# EXERCISE:
The line containing "point at the white car in background" marks the end, so write out exactly every line from the top of the entries below through that one.

# DATASET CONTENT:
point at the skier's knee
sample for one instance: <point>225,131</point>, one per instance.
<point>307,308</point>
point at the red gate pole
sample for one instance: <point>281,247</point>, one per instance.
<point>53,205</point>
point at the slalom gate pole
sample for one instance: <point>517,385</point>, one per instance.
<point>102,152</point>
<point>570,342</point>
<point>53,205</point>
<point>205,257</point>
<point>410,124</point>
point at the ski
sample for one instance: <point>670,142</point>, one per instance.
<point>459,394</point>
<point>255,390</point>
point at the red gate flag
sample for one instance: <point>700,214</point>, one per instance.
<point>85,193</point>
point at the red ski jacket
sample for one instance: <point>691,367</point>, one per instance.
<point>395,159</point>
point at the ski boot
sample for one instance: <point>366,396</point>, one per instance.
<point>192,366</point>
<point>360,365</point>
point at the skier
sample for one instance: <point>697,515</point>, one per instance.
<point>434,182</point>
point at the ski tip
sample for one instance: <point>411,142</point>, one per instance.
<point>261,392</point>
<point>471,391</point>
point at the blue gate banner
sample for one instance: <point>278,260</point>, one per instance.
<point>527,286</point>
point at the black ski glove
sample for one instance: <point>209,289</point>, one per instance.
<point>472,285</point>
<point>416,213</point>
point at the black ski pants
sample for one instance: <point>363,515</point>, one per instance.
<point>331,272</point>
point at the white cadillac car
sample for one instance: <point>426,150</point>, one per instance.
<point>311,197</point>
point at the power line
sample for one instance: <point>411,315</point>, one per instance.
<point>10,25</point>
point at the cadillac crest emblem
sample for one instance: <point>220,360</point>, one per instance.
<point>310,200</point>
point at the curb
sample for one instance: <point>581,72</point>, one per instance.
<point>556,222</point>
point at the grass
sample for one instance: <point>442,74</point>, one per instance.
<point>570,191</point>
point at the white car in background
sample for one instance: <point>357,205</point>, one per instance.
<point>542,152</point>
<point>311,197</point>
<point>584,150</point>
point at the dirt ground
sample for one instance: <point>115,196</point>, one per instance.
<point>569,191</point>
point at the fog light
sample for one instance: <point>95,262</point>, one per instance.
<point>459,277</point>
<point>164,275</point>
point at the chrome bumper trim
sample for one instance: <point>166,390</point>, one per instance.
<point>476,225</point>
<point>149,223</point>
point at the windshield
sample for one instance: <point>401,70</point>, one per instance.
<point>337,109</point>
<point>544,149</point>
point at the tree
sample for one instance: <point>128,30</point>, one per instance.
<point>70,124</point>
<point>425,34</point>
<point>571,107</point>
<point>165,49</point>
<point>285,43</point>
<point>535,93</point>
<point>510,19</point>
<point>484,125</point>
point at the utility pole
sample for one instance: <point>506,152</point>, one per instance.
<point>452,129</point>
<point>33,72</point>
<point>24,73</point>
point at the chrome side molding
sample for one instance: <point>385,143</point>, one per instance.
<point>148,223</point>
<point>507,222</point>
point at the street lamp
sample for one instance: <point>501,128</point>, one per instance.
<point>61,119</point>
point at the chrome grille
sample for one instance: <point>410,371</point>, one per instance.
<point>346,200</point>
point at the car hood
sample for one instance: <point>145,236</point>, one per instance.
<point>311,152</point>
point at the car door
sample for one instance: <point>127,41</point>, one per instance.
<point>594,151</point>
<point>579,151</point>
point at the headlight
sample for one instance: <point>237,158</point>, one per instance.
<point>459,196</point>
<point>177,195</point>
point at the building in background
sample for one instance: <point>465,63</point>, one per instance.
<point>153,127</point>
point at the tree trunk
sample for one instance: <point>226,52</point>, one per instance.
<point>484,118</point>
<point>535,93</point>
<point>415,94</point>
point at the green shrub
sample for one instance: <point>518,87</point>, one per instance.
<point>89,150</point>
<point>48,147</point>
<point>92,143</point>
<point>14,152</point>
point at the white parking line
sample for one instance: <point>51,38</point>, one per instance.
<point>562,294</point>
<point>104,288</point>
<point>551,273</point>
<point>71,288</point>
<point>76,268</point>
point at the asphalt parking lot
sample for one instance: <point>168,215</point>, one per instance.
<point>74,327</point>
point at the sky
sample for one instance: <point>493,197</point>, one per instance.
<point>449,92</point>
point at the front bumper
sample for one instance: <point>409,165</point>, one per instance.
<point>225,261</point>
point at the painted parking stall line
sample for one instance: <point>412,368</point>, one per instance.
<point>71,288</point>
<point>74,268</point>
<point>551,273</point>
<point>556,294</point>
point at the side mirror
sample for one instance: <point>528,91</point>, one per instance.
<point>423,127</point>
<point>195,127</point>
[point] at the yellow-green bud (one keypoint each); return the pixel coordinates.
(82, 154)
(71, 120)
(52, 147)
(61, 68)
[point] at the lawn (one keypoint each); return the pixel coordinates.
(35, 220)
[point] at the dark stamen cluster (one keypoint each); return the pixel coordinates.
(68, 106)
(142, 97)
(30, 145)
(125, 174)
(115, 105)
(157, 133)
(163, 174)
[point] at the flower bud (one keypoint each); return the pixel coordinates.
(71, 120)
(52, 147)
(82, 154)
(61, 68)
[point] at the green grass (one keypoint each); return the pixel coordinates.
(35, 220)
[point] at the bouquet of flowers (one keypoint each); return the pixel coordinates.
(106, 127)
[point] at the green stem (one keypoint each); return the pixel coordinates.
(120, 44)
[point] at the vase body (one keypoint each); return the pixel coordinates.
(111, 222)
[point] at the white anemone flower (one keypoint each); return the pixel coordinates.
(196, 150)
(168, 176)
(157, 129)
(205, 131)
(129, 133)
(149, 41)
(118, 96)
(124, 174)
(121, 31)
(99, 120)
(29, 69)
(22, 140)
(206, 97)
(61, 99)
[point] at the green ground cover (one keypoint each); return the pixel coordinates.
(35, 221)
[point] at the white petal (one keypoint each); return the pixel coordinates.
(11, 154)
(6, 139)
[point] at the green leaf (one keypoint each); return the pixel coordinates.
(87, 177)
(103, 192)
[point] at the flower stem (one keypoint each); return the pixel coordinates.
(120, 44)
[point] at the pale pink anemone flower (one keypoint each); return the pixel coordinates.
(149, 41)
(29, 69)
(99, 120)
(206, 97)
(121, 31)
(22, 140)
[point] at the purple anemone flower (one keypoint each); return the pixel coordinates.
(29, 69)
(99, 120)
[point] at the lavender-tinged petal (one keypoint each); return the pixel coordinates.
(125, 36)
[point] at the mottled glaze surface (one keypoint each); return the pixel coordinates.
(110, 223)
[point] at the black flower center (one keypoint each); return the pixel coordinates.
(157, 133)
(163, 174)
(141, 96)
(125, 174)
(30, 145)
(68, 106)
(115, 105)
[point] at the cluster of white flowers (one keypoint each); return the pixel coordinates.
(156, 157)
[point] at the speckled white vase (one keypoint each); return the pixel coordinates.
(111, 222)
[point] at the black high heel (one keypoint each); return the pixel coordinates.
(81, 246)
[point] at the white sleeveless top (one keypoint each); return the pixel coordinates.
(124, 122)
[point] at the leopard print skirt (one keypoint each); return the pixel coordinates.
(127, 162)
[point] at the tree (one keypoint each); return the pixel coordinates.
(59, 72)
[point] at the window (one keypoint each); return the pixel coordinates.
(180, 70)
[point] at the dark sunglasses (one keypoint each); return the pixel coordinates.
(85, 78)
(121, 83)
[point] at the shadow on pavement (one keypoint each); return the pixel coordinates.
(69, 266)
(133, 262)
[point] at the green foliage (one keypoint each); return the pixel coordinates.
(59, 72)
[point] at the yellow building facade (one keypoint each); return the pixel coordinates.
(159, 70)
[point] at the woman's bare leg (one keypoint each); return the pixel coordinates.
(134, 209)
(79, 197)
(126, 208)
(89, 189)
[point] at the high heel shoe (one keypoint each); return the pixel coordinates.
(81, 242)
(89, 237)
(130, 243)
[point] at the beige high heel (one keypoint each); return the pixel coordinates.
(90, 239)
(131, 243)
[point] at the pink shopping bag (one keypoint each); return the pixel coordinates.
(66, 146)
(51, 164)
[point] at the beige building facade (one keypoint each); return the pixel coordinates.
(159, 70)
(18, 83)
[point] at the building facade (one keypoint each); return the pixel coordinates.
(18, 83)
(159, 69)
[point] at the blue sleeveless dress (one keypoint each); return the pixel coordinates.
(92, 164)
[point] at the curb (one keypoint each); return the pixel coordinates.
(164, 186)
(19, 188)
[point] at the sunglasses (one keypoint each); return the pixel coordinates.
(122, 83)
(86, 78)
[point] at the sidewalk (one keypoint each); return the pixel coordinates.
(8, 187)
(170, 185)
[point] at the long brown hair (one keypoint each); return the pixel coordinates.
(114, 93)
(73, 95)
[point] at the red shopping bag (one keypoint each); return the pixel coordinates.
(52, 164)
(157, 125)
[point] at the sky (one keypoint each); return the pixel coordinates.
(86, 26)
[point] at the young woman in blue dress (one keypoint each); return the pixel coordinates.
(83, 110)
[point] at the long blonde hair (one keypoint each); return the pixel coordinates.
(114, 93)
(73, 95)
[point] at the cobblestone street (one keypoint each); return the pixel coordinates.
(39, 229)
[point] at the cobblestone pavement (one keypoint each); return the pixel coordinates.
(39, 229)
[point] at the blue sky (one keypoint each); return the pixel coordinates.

# ANSWER TO THE PROBLEM:
point at the skier's knee
sample for one instance: <point>225,131</point>, one per instance.
<point>307,308</point>
point at the red gate pole
sample for one instance: <point>281,247</point>, one per instance.
<point>53,205</point>
point at the slalom gate pole
sample for one instance: <point>517,385</point>, one per instance.
<point>102,152</point>
<point>570,342</point>
<point>53,205</point>
<point>205,257</point>
<point>410,124</point>
point at the ski
sample for one instance: <point>670,142</point>, one per instance.
<point>459,394</point>
<point>255,390</point>
point at the red gate flag
sample for one instance: <point>700,214</point>, one per instance.
<point>85,193</point>
point at the red ski jacket
sample for one instance: <point>691,367</point>, one per instance.
<point>395,159</point>
point at the ski boot
sample for one instance: <point>366,396</point>, one per instance.
<point>192,366</point>
<point>360,365</point>
point at the skier
sample for one instance: <point>697,515</point>, one per instance.
<point>434,182</point>
point at the ski tip
sample for one instance: <point>411,142</point>, one per instance.
<point>261,392</point>
<point>471,391</point>
point at the blue gate banner
sample for one instance: <point>278,260</point>, one per instance.
<point>527,286</point>
point at the black ski glove
sample for one instance: <point>209,289</point>, one per instance.
<point>472,285</point>
<point>416,213</point>
point at the black ski pants
sample for one instance: <point>363,515</point>, one per instance.
<point>331,272</point>
point at the white cadillac car
sample for one instance: <point>426,150</point>, one per instance.
<point>311,197</point>
point at the power line
sample for one instance: <point>411,315</point>, one per instance.
<point>10,25</point>
point at the cadillac crest emblem
sample for one instance: <point>220,360</point>, one per instance.
<point>310,200</point>
point at the curb
sample for one instance: <point>581,72</point>, one per instance.
<point>556,222</point>
point at the grass
sample for one instance: <point>442,74</point>, one per instance.
<point>570,191</point>
point at the white car in background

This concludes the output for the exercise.